■ **Activity**
Filter the entries for the word "door". Copy each line that has it.

■ **Data listing**
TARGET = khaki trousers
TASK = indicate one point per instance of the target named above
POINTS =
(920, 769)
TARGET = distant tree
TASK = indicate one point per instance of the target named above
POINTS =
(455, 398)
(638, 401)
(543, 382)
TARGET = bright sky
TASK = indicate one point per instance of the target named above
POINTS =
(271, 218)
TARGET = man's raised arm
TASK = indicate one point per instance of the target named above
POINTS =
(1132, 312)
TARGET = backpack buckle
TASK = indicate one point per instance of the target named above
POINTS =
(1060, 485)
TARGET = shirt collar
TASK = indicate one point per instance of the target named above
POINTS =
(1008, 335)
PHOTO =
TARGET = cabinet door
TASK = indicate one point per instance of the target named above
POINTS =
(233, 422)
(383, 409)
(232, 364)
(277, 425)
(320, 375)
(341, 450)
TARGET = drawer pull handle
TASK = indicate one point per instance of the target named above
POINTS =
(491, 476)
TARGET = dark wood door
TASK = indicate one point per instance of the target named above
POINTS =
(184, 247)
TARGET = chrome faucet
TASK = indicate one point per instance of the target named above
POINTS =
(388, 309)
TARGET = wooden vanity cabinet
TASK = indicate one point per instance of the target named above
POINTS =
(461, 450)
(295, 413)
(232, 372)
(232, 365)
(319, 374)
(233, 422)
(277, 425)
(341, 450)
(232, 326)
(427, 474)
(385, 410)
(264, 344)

--

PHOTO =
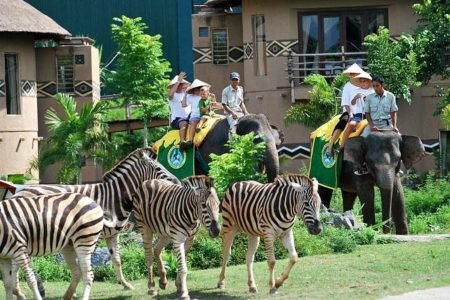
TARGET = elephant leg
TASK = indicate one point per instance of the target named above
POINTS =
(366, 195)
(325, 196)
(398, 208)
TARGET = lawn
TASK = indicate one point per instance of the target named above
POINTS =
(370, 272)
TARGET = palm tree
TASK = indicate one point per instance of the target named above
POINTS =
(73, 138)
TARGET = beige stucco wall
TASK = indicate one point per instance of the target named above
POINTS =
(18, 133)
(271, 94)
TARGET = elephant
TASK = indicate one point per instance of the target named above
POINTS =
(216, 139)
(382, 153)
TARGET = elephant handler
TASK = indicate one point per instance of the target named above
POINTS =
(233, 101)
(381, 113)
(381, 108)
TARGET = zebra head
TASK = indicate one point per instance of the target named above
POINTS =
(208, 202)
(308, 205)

■ **Solution for this task**
TARGET = cabinet door
TARGET = dark wood door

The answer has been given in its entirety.